* Start *

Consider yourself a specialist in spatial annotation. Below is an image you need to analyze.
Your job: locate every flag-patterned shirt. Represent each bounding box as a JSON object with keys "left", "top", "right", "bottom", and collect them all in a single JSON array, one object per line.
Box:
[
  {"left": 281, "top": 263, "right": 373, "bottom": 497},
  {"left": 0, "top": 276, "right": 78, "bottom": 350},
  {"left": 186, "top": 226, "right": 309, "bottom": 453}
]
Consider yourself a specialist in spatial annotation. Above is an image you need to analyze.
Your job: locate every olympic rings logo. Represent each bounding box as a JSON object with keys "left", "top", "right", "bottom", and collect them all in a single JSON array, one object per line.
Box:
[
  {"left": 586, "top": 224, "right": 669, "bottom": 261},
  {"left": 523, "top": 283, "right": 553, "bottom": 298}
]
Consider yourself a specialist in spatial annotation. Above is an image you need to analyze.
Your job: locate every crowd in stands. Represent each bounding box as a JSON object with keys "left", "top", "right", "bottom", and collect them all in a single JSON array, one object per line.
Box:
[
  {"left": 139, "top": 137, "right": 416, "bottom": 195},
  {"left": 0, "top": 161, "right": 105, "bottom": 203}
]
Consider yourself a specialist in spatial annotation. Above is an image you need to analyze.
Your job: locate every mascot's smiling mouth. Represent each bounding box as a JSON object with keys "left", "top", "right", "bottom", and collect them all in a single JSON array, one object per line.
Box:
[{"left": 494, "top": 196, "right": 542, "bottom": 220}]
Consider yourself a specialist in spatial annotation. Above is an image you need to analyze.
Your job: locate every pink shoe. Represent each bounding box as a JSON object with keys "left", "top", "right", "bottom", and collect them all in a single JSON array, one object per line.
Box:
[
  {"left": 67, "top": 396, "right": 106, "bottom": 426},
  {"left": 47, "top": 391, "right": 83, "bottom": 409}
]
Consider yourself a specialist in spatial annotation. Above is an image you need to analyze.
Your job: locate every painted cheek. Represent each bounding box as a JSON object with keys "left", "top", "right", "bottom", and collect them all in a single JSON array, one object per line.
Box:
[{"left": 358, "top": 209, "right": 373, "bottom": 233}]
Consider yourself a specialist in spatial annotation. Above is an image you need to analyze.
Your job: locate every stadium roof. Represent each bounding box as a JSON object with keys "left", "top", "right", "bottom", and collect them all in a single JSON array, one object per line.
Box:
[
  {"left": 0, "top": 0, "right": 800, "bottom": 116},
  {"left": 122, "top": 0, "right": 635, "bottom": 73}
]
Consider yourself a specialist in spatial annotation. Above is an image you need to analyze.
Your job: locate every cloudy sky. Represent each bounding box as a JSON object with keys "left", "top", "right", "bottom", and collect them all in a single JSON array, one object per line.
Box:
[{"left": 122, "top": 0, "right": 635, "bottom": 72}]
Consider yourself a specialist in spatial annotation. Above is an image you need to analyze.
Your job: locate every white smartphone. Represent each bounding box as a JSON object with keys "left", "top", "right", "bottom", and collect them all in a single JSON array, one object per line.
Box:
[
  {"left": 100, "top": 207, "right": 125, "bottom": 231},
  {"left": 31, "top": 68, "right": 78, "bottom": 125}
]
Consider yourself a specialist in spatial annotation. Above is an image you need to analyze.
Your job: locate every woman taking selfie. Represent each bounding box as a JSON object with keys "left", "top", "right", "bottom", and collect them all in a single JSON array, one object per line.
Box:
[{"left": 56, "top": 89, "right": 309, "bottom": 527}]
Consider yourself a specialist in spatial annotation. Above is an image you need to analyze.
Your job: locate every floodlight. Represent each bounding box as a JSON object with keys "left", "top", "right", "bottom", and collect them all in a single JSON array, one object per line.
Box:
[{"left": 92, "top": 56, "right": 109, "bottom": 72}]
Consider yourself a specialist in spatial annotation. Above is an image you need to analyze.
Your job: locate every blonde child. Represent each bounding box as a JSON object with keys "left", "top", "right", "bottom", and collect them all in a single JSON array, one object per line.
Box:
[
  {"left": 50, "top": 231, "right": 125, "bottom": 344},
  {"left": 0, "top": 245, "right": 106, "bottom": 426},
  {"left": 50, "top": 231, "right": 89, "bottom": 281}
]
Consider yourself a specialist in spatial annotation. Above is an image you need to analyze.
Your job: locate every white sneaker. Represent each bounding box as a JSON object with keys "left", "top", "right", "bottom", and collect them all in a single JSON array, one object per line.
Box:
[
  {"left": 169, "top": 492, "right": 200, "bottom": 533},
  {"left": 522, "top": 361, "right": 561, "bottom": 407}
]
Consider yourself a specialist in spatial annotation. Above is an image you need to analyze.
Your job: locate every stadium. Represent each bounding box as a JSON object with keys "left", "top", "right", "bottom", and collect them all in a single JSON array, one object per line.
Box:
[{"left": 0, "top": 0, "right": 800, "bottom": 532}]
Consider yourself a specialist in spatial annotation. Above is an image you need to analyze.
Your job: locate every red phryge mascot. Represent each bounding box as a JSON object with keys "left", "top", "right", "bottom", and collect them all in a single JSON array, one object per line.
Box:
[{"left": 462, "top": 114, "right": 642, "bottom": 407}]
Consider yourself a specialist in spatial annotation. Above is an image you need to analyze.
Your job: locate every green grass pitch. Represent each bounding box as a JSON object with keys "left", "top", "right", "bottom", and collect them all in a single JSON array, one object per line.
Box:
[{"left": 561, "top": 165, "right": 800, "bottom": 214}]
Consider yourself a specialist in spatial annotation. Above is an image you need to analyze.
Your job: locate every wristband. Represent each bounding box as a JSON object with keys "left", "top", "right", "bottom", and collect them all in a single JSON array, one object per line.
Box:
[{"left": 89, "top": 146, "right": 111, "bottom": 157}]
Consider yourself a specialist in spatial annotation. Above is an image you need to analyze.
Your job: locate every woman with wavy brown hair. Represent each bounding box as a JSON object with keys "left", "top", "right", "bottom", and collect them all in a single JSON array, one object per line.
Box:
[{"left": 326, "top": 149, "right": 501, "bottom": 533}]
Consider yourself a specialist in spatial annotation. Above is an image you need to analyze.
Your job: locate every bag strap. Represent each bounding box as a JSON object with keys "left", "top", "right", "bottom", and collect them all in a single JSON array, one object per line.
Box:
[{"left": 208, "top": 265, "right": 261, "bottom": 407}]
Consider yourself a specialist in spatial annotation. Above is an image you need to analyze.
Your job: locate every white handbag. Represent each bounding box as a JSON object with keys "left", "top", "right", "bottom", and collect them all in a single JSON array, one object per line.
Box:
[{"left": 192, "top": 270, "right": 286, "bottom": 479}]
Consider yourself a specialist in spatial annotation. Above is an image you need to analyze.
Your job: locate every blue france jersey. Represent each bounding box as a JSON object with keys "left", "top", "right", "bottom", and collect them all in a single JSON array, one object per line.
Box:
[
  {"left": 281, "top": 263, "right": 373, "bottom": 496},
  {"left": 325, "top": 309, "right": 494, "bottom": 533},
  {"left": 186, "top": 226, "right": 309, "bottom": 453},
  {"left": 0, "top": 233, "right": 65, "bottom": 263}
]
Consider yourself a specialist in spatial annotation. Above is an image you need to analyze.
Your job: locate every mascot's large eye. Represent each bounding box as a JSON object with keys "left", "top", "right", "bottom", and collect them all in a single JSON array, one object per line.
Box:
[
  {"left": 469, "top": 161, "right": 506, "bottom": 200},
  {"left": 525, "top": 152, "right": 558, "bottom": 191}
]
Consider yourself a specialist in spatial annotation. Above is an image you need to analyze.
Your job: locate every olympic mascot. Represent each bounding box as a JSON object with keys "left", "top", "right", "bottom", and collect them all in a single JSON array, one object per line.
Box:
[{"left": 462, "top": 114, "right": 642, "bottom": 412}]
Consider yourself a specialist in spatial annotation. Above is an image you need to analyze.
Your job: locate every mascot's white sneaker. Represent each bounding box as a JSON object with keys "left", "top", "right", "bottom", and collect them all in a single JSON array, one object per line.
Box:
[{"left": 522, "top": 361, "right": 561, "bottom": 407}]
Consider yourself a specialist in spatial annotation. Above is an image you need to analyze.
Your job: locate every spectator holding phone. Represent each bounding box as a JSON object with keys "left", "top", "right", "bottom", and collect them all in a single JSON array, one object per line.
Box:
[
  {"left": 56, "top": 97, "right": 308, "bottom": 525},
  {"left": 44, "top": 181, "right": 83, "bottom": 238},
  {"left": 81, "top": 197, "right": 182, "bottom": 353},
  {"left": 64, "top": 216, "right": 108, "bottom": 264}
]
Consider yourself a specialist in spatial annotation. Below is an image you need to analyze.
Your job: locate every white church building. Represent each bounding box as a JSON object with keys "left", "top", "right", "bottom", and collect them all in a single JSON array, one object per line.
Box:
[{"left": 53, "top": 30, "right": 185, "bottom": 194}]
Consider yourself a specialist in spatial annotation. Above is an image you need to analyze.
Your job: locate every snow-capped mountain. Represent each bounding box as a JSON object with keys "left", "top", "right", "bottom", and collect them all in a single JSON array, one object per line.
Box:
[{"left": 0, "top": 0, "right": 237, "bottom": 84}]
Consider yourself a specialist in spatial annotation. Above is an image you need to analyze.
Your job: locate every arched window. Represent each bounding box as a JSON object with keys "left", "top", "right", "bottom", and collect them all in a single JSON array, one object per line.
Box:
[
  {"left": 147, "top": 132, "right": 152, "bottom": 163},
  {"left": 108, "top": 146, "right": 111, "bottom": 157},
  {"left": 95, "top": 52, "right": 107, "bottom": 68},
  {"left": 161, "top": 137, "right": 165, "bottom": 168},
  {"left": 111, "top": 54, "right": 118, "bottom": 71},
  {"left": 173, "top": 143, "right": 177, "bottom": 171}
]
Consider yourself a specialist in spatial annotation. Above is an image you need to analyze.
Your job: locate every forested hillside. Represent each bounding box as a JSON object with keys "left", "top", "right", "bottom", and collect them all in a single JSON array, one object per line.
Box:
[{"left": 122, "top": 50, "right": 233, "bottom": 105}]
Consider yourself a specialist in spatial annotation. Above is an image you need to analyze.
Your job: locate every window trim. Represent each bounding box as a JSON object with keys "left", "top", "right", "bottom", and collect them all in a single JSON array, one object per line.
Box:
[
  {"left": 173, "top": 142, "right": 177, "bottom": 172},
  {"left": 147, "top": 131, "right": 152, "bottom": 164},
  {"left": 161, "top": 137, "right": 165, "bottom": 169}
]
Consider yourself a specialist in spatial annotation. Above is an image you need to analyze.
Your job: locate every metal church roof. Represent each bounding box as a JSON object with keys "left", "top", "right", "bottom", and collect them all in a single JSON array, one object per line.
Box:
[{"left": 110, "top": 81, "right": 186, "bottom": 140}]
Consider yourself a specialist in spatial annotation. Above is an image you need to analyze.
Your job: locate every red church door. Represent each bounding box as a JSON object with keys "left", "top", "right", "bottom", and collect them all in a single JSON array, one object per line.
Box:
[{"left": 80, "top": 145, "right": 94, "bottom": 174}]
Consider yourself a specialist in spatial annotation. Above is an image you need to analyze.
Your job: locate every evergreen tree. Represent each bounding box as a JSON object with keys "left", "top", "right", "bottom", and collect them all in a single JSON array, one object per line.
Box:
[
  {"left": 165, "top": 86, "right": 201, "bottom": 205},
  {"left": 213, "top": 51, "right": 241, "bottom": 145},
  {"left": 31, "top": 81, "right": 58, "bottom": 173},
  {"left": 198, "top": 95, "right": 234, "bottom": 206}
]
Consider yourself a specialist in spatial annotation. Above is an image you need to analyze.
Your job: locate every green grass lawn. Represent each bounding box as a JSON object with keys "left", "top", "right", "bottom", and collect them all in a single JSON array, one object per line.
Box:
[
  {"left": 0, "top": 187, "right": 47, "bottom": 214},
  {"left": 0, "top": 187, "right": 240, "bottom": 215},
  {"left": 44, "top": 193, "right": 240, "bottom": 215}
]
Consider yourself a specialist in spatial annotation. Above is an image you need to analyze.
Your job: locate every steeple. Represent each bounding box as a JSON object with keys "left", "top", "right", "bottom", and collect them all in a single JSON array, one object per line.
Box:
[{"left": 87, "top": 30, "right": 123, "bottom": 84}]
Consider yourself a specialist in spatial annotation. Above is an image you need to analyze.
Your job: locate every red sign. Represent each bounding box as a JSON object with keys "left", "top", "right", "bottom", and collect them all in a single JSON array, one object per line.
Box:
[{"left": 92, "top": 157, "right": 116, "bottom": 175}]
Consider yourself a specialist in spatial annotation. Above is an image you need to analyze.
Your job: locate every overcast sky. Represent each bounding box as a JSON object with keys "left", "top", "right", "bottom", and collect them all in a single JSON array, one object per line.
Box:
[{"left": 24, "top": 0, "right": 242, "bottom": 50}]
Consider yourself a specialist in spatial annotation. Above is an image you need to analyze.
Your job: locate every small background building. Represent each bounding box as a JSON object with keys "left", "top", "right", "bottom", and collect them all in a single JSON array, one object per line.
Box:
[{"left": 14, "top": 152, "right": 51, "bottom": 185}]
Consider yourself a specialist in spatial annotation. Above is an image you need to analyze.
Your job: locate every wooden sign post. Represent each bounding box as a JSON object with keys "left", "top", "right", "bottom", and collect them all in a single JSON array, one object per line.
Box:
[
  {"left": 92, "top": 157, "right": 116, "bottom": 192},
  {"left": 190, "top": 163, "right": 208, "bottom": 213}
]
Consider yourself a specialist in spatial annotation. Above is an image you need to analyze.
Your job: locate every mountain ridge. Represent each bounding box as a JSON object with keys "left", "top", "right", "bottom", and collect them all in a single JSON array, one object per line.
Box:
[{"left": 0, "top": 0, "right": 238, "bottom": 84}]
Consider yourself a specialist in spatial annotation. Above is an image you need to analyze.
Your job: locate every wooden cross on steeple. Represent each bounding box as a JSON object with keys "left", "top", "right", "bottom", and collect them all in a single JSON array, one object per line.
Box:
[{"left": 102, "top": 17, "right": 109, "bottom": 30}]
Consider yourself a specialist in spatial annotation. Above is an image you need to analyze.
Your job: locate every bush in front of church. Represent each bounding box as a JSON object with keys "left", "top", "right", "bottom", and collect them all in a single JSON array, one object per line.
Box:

* End *

◆ EXERCISE BRIEF: Find every line in the entries above that contains the string "mountain", matching case exactly, and copy each of those lines in full.

◆ FINISHED EXERCISE:
Your job: locate every snow-capped mountain. Represent each bounding box as a JSON object with keys "left", "top", "right", "bottom", and collect them all in a single JSON array, one object per line.
Your job: locate every mountain ridge. Represent each bounding box as a JSON object with keys "left", "top", "right", "bottom", and collect them all in a single JSON array, one object per line.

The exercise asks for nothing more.